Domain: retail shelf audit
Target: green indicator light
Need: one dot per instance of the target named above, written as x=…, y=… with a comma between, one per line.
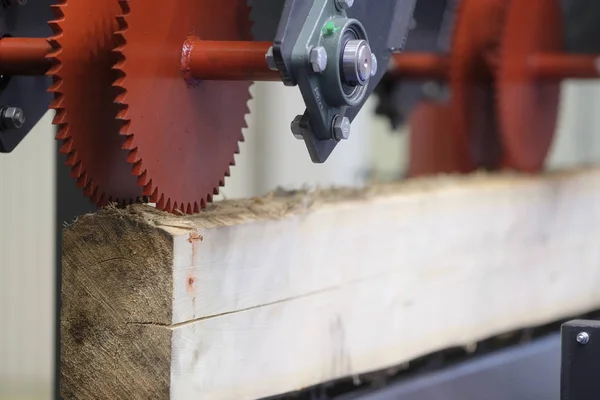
x=329, y=29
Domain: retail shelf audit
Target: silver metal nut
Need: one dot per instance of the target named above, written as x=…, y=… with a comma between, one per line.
x=357, y=63
x=271, y=60
x=318, y=59
x=341, y=128
x=12, y=118
x=344, y=4
x=296, y=128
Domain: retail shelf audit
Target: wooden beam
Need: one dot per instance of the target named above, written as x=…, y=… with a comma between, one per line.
x=265, y=296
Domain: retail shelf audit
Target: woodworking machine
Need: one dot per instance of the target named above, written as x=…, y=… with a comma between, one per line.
x=150, y=96
x=150, y=100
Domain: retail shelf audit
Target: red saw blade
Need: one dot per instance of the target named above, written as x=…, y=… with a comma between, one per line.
x=528, y=108
x=181, y=136
x=82, y=75
x=474, y=48
x=433, y=148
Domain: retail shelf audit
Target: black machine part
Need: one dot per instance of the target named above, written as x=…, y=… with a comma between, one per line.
x=431, y=31
x=325, y=33
x=23, y=99
x=580, y=360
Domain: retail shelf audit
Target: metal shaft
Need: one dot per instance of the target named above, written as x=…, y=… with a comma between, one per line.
x=225, y=60
x=24, y=56
x=564, y=66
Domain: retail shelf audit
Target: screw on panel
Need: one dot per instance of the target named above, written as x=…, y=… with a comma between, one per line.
x=583, y=338
x=341, y=128
x=343, y=4
x=318, y=59
x=11, y=118
x=271, y=60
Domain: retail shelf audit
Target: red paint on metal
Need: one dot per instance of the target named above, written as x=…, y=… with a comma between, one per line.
x=180, y=139
x=86, y=114
x=478, y=28
x=433, y=149
x=558, y=66
x=226, y=60
x=24, y=56
x=528, y=107
x=420, y=65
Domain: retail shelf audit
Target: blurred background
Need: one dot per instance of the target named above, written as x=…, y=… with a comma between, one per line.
x=32, y=212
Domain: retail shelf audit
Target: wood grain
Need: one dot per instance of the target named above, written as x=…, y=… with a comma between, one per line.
x=269, y=295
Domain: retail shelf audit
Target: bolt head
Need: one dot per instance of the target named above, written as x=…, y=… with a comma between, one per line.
x=318, y=59
x=341, y=128
x=270, y=57
x=297, y=128
x=583, y=337
x=344, y=4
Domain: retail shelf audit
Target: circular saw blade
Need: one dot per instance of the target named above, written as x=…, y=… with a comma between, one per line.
x=527, y=108
x=397, y=98
x=82, y=74
x=479, y=25
x=433, y=149
x=181, y=138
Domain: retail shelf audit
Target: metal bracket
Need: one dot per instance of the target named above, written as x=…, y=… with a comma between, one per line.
x=580, y=360
x=27, y=93
x=331, y=102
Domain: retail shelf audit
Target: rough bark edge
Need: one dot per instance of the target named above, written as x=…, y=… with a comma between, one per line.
x=281, y=204
x=116, y=303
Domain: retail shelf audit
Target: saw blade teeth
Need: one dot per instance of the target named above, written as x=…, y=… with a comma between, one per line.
x=72, y=159
x=82, y=180
x=63, y=132
x=60, y=117
x=67, y=146
x=160, y=204
x=148, y=189
x=89, y=189
x=143, y=179
x=125, y=38
x=128, y=143
x=57, y=103
x=56, y=85
x=121, y=98
x=154, y=196
x=77, y=169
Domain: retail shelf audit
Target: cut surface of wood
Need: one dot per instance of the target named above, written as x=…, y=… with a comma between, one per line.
x=270, y=295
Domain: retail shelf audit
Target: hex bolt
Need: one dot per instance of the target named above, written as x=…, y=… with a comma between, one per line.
x=583, y=338
x=374, y=64
x=271, y=63
x=318, y=59
x=343, y=4
x=341, y=128
x=296, y=128
x=11, y=118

____

* _EXERCISE_
Repeat the listing above exactly, with no pictures.

* _COMPLETED EXERCISE_
Domain: retail shelf audit
Target: green indicator light
Need: one dot per instance of the target named above, written as x=…, y=… with a comma between, one per line.
x=329, y=29
Domain: retail shelf audit
Target: silver metal nut
Need: one dot per instance of the target named above, written as x=…, y=… with a comma between, one per line.
x=357, y=63
x=271, y=60
x=318, y=59
x=341, y=128
x=12, y=118
x=344, y=4
x=296, y=128
Domain: retail shelf audit
Target: wooden beam
Need: one dot per instance of the target named above, written as x=…, y=… with a comma between, one per line.
x=265, y=296
Domain: retail shelf audit
Target: woodworking machine
Need: one dot per instance of the target named above, written as x=…, y=… with a comma between, one per line.
x=150, y=96
x=150, y=100
Domain: retail shelf audit
Target: red saw blade
Need: one dot per instance of the target named above, written as x=…, y=… with a comma between, one per line.
x=528, y=108
x=181, y=136
x=82, y=75
x=474, y=48
x=433, y=148
Domain: retail shelf audit
Target: black machine part
Need: one dot per instance of the target named above, written as x=…, y=… with a comma between, one per line.
x=431, y=31
x=325, y=33
x=23, y=99
x=580, y=360
Domain: retail shelf audit
Target: metal shaft
Need: one dot per instance of the target named above, written as x=…, y=… with a comma between, one per line.
x=225, y=60
x=24, y=56
x=564, y=66
Domain: retail shelf audit
Target: screw on panel
Need: one dot per instance of the target named above, written as x=…, y=… with a comma between, one per line.
x=583, y=338
x=341, y=128
x=343, y=4
x=318, y=59
x=11, y=118
x=271, y=60
Domain: retail shelf audit
Target: red paint on metal
Need: one dot per instance of the target named above, written as x=…, y=… with a comma between, one per line.
x=180, y=139
x=86, y=114
x=478, y=28
x=433, y=149
x=558, y=66
x=226, y=60
x=24, y=56
x=528, y=107
x=420, y=65
Domain: retail shelf audit
Target: blurred background
Need: one dot per instance of the target named above, written as x=…, y=… with a comma between, one per line.
x=32, y=212
Domain: retail shelf audit
Target: wood grain
Need: one dot per instance of the target named above, written as x=…, y=… with a comma between, one per line.
x=269, y=295
Domain: retail shelf audit
Target: bolt head
Need: one dot per instance of the target named above, written as x=…, y=… with a comma between, one per line.
x=318, y=59
x=341, y=128
x=270, y=57
x=297, y=128
x=583, y=337
x=344, y=4
Domain: retail shelf audit
Target: circular saw blade
Need: one dot per instance of the target named above, written as x=…, y=… with a comma between, one per line.
x=527, y=108
x=397, y=98
x=82, y=74
x=479, y=25
x=433, y=149
x=181, y=138
Domain: retail shelf audit
Target: metal bracket
Need: one dot per instance of the target named above, written as x=…, y=… with a comma between, one per line.
x=580, y=360
x=27, y=93
x=331, y=102
Domain: retail shelf audit
Target: rough bark edge
Need: one dot per instance of the target named above, written as x=…, y=… with a comma between, one per line.
x=281, y=204
x=116, y=303
Domain: retail shelf audit
Target: saw blade teeth
Need: one dot per instance of the target named above, written as x=…, y=… with a comma between, one per line.
x=72, y=159
x=82, y=180
x=63, y=132
x=60, y=117
x=67, y=146
x=160, y=204
x=148, y=189
x=89, y=189
x=143, y=179
x=125, y=38
x=128, y=143
x=57, y=103
x=56, y=85
x=121, y=98
x=154, y=196
x=77, y=169
Domain: retail shelf audit
Target: cut surface of wood
Need: one dot per instance of the target named above, written as x=…, y=… with a comma between, one per line.
x=270, y=295
Domain: retail shelf audit
Target: hex bolt
Need: one dot per instance of the target named above, written as x=…, y=… with a comma between, one per line.
x=583, y=338
x=374, y=64
x=271, y=63
x=318, y=59
x=343, y=4
x=341, y=128
x=296, y=128
x=11, y=118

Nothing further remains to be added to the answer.